[Task brief]: Write the next part of the text on collective operations in network switch architectures, starting right after its last sentence.

[Study text]:
━━━

This invention relates generally to networks and, more specifically, relates to switch architectures for networks.
This section is intended to provide a background or context to the invention disclosed below. The description herein may include concepts that could be pursued, but are not necessarily ones that have been previously conceived, implemented or described. Therefore, unless otherwise explicitly indicated herein, what is described in this section is not prior art to the description in this application and is not admitted to be prior art by inclusion in this section.
Collective Communication involves more than one process participating in one communication operation in a network of compute nodes. Collective communication operations aim at reducing both latency and network traffic with respect to the case where the same operations are implemented with a sequence of unicast messages. The significance of collective communication operations for scalable parallel systems has been emphasized by their inclusion in widely used parallel programming models, such as the Message Passing Interface (MPI).
As such, collective reduction and broadcast operations are commonly used in High Performance Computing (HPC) applications. An example is the MPI_Allreduce( ) function supported in the MPI library. For this function, in a cluster of compute nodes, each node contributes one or more numbers, and the result of MPI_Allreduce( ) is one sum or a vector of sums of all corresponding numbers from each node. The final result is then broadcast to all participating nodes.
Collective operations are typically separated as short or long. Typically, short can be a single double precision number per node, or 8 bytes, and long can be at least a network packet size, >=256 bytes, as examples. Exact definitions for these terms depend on implementation. In short collective operations (where collective operations are often called “collectives”), each node contributes only a few numbers, and the latency of the operation is very important. In long collectives, where each node supplies a long vector of numbers, the overall collective reduction bandwidth is an important measure. For floating point reductions, the order of operations matter. A fixed order of operations can generate reproducible results, but orders that are not fixed may not.

━━━

Stored data entries:
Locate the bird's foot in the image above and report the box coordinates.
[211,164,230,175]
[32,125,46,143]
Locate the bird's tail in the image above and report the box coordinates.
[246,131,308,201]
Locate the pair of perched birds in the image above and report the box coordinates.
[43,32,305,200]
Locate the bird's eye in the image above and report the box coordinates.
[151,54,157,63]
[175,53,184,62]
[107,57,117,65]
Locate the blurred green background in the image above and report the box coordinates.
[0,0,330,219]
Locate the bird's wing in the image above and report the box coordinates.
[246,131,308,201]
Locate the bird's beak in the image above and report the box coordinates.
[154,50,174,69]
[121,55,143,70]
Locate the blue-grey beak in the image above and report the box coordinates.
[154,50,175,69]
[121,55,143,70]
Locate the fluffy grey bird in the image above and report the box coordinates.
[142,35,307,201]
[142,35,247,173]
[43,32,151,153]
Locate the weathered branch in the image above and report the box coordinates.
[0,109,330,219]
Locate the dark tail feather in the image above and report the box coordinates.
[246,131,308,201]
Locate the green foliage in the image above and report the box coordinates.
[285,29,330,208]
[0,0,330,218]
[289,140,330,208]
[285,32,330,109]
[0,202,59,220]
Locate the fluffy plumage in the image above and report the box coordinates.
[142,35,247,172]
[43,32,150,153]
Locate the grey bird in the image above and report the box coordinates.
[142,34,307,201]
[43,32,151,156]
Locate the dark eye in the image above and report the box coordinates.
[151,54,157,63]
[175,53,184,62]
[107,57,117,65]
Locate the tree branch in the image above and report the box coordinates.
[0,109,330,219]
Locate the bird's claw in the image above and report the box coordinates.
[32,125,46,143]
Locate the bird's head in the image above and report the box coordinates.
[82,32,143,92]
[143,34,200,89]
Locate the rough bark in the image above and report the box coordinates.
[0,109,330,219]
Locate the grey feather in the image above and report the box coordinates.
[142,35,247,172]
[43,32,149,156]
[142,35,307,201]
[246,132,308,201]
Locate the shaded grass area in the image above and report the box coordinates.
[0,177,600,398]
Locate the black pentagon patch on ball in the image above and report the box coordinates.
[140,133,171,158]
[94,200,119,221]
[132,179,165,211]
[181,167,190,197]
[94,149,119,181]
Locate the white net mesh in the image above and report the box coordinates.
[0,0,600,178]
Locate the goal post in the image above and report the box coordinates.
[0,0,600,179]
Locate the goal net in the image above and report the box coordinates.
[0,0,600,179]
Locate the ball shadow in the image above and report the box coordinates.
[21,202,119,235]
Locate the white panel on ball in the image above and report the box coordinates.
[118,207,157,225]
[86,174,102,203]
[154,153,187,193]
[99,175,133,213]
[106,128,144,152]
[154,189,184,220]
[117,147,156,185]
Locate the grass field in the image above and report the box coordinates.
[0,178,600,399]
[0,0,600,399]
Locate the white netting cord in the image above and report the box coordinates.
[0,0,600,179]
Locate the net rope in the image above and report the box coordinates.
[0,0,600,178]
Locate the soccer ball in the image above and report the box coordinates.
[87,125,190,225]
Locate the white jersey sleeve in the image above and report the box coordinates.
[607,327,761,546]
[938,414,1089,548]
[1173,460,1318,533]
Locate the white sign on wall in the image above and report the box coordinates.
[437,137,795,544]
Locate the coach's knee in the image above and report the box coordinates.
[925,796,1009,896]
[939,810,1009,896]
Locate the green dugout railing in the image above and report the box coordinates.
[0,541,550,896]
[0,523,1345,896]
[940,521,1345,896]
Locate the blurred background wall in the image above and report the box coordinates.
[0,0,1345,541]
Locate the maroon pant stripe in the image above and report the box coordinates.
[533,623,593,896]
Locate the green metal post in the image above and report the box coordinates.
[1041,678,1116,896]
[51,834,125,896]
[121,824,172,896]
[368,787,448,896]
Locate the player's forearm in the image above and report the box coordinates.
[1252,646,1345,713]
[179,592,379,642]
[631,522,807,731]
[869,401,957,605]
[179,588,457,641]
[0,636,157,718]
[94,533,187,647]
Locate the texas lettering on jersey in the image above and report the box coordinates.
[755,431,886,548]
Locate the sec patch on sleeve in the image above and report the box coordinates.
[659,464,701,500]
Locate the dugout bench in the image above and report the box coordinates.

━━━

[Response for this exercise]:
Direct hardware support for collectives in the network can reduce collective reduction latency for short collectives and improve bandwidth for long vectors. The IBM BLUE GENE family of supercomputers supports one collective reduction operation (short or long) at a time per node in the embedded network logic, with reproducible floating point results. The IBM POWER 7IH (P71H) torrent network (the IBM torrent chip is a network hub chip used in the P7IH machine, which is a high performance computer) supports multiple short collectives in hardware, but may not guarantee reproducibility for floating point operations. The associated project for the P71H is PERCS (Productive, Easy-to-use, Reliable Computing System), as described in, e.g., G. Tanase et al., “Composable, non-Blocking Collective Operations on Power7 IH”, ICS'12, Jun. 25-29, 2012. As the HPC systems evolve, it is imperative for the network hardware to support multiple collective operations at the same time, e.g., with low latency for short collectives and high bandwidth for long collectives, and to generate reproducible results for floating point reductions.